— BEGIN Reading passage —

In my family, we describe certain events as ‘peak experiences’. They are instances so special and remarkable, they leave an indefinite impression. I have been lucky enough to have eaten at Willows Inn on Lummi Island twice now, and each time has been, without a doubt, a peak experience.
Ruth Reichl starts her memoir Comfort Me With Apples with the quote from A.J. Liebling, “The primary requisite for writing well about food is a good appetite.” She then comments, “Easy for him to say: He was independently wealthy. Personally, I found the primary requisite for writing about food to be a credit card.” Now, I’m not saying peak experiences have to be costly, nor do I think that expense guarantees a great meal. However, while Willows Inn is not inexpensive, everything about it is sheer magic — and worth every penny. (Being the winner of a Twitter giveaway, as I was, doesn’t hurt either.)
For those unfamiliar with the San Juans in Washington State, they are a beautiful chain of islands located about 100 miles north of Seattle. Lummi in particular requires about a two hour drive and a 15 minute ferry ride. It oozes picturesque Northwest beauty year round with its mossy, rock covered beaches and dense expanse of evergreen trees. The two lane road that winds around the island is the kind where everyone waves at each other as you pass by.After months of anticipation for my mom’s birthday celebration, she and I hit the road late morning to catch the ferry in time for a beach walk and cocktails before dinner. The Inn itself is small and cozy, with a handful of rooms on site and a few larger properties nearby. We strolled on the beach, took a long walk down the road, and then freshened up before tucking into a pre-dinner cocktail at the small bar.

— END Reading passage —
— BEGIN Dataset rows —

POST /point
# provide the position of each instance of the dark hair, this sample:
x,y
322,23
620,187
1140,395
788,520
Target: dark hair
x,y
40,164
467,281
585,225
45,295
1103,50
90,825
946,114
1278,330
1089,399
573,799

— END Dataset rows —

__Job A__
Update the Willows Inn passage by reproducing it starting with "Ruth Reichl starts" and going on through "doesn’t hurt either.)", replacing "credit card" with "debit card".
__Job B__
Indicate whether each statement agrees with the Willows Inn passage: (i) Reaching Lummi requires about a two hour drive and a 15 minute ferry ride. (ii) The writer has eaten at Willows Inn three times. (iii) The San Juans lie about 100 miles south of Seattle.
Rely only on the Willows Inn passage when answering.

__Expected output A__
Ruth Reichl starts her memoir Comfort Me With Apples with the quote from A.J. Liebling, “The primary requisite for writing well about food is a good appetite.” She then comments, “Easy for him to say: He was independently wealthy. Personally, I found the primary requisite for writing about food to be a debit card.” Now, I’m not saying peak experiences have to be costly, nor do I think that expense guarantees a great meal. However, while Willows Inn is not inexpensive, everything about it is sheer magic — and worth every penny. (Being the winner of a Twitter giveaway, as I was, doesn’t hurt either.)

__Expected output B__
(i) Yes: "Lummi in particular requires about a two hour drive and a 15 minute ferry ride."
(ii) No: "I have been lucky enough to have eaten at Willows Inn on Lummi Island twice now"
(iii) No: "they are a beautiful chain of islands located about 100 miles north of Seattle."